_AIM OF THE TASK_
Return everything from the line containing "For this evaluation, locate the railing" down to the end of the records, copied word for word.
──────────────────────────────
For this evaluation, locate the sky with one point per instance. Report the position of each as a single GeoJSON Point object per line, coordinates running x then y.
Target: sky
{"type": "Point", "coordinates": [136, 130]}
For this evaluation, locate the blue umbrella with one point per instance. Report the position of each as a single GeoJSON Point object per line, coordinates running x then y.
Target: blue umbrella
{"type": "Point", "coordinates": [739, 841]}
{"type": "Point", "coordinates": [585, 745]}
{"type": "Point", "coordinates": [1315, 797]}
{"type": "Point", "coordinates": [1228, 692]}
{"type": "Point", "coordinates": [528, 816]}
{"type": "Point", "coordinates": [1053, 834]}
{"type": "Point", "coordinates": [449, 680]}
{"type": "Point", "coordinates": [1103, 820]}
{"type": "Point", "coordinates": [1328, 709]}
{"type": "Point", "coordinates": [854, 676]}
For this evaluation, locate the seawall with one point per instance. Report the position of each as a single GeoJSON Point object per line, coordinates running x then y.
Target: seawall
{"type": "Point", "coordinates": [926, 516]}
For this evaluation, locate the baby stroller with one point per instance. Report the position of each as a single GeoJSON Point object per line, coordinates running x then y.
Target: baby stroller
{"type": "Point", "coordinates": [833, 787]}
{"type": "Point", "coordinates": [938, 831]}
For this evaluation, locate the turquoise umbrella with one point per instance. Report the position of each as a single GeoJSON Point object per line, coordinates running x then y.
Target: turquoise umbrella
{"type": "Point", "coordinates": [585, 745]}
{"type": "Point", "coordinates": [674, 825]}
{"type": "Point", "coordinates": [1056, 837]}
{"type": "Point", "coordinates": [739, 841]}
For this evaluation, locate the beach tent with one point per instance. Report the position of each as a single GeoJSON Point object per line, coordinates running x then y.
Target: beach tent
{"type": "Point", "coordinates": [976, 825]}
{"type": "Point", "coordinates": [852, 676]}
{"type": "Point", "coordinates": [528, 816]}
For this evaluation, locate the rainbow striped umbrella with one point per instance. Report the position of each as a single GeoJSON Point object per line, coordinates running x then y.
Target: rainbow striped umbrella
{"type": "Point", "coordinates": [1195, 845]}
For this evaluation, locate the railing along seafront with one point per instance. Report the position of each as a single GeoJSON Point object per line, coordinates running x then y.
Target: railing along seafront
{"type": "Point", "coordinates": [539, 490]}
──────────────────────────────
_EXERCISE OUTPUT_
For this evaluation, locate the railing along seafront with one point per instance. Report the position of each as a single GeoJSON Point object per line, coordinates running x then y.
Target: railing along seafront
{"type": "Point", "coordinates": [539, 490]}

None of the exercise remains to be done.